═══ Data provided
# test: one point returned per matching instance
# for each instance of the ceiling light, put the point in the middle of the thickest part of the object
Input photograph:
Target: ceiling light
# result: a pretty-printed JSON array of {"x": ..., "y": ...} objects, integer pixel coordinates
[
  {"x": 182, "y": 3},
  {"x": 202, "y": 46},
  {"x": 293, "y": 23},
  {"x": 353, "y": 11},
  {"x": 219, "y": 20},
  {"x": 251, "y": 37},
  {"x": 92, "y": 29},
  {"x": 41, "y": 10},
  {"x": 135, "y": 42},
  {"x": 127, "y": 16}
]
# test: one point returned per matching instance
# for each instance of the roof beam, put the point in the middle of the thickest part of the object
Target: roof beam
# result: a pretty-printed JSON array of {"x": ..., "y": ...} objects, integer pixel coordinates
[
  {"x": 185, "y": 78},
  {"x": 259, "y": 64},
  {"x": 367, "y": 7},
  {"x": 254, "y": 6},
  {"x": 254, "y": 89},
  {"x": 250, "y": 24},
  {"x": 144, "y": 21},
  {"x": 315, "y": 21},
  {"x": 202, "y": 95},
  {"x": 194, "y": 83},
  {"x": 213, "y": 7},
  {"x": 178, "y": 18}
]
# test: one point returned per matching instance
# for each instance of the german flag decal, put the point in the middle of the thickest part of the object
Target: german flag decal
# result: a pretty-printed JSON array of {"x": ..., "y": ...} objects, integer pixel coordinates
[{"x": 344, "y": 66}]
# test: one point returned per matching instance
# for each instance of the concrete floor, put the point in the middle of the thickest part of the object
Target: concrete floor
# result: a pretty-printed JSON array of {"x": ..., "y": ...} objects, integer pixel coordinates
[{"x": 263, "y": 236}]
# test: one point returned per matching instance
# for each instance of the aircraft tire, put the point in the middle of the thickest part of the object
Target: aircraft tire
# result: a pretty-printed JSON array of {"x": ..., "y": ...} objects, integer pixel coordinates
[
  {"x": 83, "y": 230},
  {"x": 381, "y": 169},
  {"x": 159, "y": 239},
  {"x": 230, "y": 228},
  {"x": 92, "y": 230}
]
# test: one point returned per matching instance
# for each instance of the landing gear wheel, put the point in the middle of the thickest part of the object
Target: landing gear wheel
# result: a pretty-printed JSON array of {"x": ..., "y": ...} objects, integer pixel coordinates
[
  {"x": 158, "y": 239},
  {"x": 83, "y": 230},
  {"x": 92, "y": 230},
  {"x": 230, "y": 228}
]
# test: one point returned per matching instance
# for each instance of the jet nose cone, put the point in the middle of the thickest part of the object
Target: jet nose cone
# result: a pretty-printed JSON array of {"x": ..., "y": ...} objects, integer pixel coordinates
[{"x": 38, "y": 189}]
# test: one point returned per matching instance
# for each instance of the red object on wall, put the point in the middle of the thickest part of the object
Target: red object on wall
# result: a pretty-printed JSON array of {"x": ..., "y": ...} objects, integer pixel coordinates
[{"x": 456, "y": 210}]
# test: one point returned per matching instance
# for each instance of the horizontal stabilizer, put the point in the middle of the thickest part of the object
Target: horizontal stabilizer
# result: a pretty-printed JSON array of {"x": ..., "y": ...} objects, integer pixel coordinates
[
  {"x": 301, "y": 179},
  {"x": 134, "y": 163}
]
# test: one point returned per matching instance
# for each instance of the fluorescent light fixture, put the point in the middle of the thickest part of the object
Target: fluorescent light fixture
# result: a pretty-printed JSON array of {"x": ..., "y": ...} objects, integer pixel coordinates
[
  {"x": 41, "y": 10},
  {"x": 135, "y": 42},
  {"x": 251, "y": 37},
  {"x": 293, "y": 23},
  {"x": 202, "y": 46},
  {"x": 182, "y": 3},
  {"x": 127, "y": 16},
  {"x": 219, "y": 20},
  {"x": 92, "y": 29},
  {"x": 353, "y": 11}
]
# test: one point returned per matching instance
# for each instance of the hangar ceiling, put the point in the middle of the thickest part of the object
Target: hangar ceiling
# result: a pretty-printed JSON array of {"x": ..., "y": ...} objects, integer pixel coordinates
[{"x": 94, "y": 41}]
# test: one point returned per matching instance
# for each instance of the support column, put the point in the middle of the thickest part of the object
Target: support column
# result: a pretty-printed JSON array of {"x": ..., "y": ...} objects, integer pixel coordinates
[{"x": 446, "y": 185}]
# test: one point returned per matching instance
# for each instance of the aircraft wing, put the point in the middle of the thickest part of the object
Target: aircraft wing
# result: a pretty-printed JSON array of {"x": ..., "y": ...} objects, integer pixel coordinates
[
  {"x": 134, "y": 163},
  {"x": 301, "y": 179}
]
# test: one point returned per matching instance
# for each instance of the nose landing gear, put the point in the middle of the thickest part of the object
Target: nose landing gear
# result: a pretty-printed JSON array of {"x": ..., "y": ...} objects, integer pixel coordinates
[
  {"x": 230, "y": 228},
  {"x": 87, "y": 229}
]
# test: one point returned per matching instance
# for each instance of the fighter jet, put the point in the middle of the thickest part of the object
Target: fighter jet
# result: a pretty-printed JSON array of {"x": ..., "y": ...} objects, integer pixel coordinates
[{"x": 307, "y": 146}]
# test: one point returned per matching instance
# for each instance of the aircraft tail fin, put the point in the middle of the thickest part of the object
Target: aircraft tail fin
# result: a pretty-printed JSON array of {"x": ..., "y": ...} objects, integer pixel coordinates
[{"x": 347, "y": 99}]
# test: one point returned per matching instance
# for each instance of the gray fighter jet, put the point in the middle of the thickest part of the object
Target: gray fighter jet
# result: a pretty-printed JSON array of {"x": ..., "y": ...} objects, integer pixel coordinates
══════
(What the task requires) All entries shown above should be printed again exactly.

(Exercise solution)
# test: one point returned per matching instance
# for each instance of the ceiling light, put the point in the middle of the thickest part of the object
Input photograph:
Target: ceiling light
# result: a pretty-printed JSON array of {"x": ..., "y": ...} objects, integer pixel coordinates
[
  {"x": 182, "y": 3},
  {"x": 202, "y": 46},
  {"x": 293, "y": 23},
  {"x": 353, "y": 11},
  {"x": 219, "y": 20},
  {"x": 251, "y": 37},
  {"x": 92, "y": 29},
  {"x": 41, "y": 10},
  {"x": 135, "y": 42},
  {"x": 127, "y": 16}
]
# test: one point returned per matching instance
# for each instance of the roof beam, put the point in the middle of the thickest part of the object
Target: roof beam
# result: a pretty-printed JSON array of {"x": ..., "y": ...} objects, integer pixel coordinates
[
  {"x": 185, "y": 78},
  {"x": 259, "y": 64},
  {"x": 367, "y": 7},
  {"x": 254, "y": 6},
  {"x": 254, "y": 89},
  {"x": 250, "y": 24},
  {"x": 144, "y": 21},
  {"x": 315, "y": 21},
  {"x": 202, "y": 95},
  {"x": 194, "y": 83},
  {"x": 213, "y": 7},
  {"x": 178, "y": 18}
]
# test: one point returned per matching instance
# for each instance of the german flag decal, put the point in the middle of the thickest part of the object
Target: german flag decal
# result: a pretty-printed JSON array of {"x": ..., "y": ...} objects, integer pixel coordinates
[{"x": 344, "y": 66}]
# test: one point returned per matching instance
# for each instance of the concrete floor, put the point in the middle of the thickest part of the object
Target: concrete floor
# result: a pretty-printed JSON array of {"x": ..., "y": ...} objects, integer pixel coordinates
[{"x": 263, "y": 236}]
# test: one point returned per matching instance
# for each instance of the aircraft tire, put the point in the middle of the thickest part of the object
Target: aircraft tire
# result: a pretty-printed JSON array of {"x": ..., "y": ...} objects, integer pixel coordinates
[
  {"x": 83, "y": 230},
  {"x": 381, "y": 169},
  {"x": 159, "y": 239},
  {"x": 230, "y": 228},
  {"x": 92, "y": 230}
]
# test: one point returned per matching instance
# for each instance of the landing gear wheel, put the point in the middle of the thickest part of the object
Target: landing gear wheel
# result: a pretty-printed JSON array of {"x": ..., "y": ...} objects, integer pixel coordinates
[
  {"x": 158, "y": 239},
  {"x": 83, "y": 230},
  {"x": 92, "y": 230},
  {"x": 230, "y": 228}
]
# test: one point returned per matching instance
# for each instance of the jet nose cone, put the point in the middle of the thickest part of the object
Target: jet nose cone
# result: a pretty-printed JSON array of {"x": ..., "y": ...} objects, integer pixel coordinates
[{"x": 38, "y": 189}]
# test: one point returned per matching instance
# for each instance of the red object on wall, put the point in the middle of the thickest part of the object
Target: red object on wall
# result: a pretty-printed JSON array of {"x": ..., "y": ...} objects, integer pixel coordinates
[{"x": 456, "y": 210}]
# test: one point returned per matching instance
# for each instance of the horizontal stabilizer, put the point in the middle of the thickest part of the object
Target: horizontal stabilizer
# result: a pretty-printed JSON array of {"x": ..., "y": ...} objects, integer pixel coordinates
[
  {"x": 301, "y": 179},
  {"x": 134, "y": 163}
]
# test: one point returned per matching instance
# for each instance of the fluorescent light fixture, put the point in the middle of the thickest part of the object
Target: fluorescent light fixture
# result: a pretty-printed JSON array of {"x": ..., "y": ...} objects, integer pixel coordinates
[
  {"x": 41, "y": 10},
  {"x": 135, "y": 42},
  {"x": 251, "y": 37},
  {"x": 293, "y": 23},
  {"x": 202, "y": 46},
  {"x": 182, "y": 3},
  {"x": 127, "y": 16},
  {"x": 219, "y": 20},
  {"x": 92, "y": 29},
  {"x": 353, "y": 11}
]
# test: one point returned per matching instance
# for each instance of the hangar ceiling, put the point in the middle of the thickest part of the object
Target: hangar ceiling
# result: a pretty-printed JSON array of {"x": ..., "y": ...} objects, integer pixel coordinates
[{"x": 94, "y": 41}]
# test: one point returned per matching instance
# for each instance of the support column, put the point in the middle of the thickest part of the object
Target: support column
# result: a pretty-printed JSON array of {"x": ..., "y": ...} objects, integer pixel coordinates
[{"x": 446, "y": 185}]
# test: one point returned per matching instance
# for each instance of the aircraft wing, put the point in the middle of the thickest part of the object
Target: aircraft wing
# result: a pretty-printed JSON array of {"x": ..., "y": ...} objects, integer pixel coordinates
[
  {"x": 134, "y": 163},
  {"x": 301, "y": 179}
]
# test: one point returned per matching instance
# for each instance of the nose landing gear, put the point in the middle of the thickest part of the object
Target: nose landing gear
# result: a pretty-printed JSON array of {"x": ..., "y": ...} objects, integer pixel coordinates
[
  {"x": 230, "y": 228},
  {"x": 87, "y": 229}
]
# test: one point returned per matching instance
# for each instance of the fighter jet, put the point in the middle of the thickest part of the object
Target: fighter jet
# result: a pretty-printed JSON array of {"x": ..., "y": ...} objects, integer pixel coordinates
[{"x": 307, "y": 146}]
# test: one point returned per matching instance
# for each instance of the aircraft tail fin, put the point in the middle of the thickest part of the object
Target: aircraft tail fin
# result: a pretty-printed JSON array of {"x": ..., "y": ...} objects, integer pixel coordinates
[{"x": 347, "y": 99}]
# test: one point returned per matching instance
# for each instance of the gray fighter jet, put the point in the middle of the thickest part of the object
Target: gray fighter jet
# result: a pretty-printed JSON array of {"x": ..., "y": ...} objects, integer pixel coordinates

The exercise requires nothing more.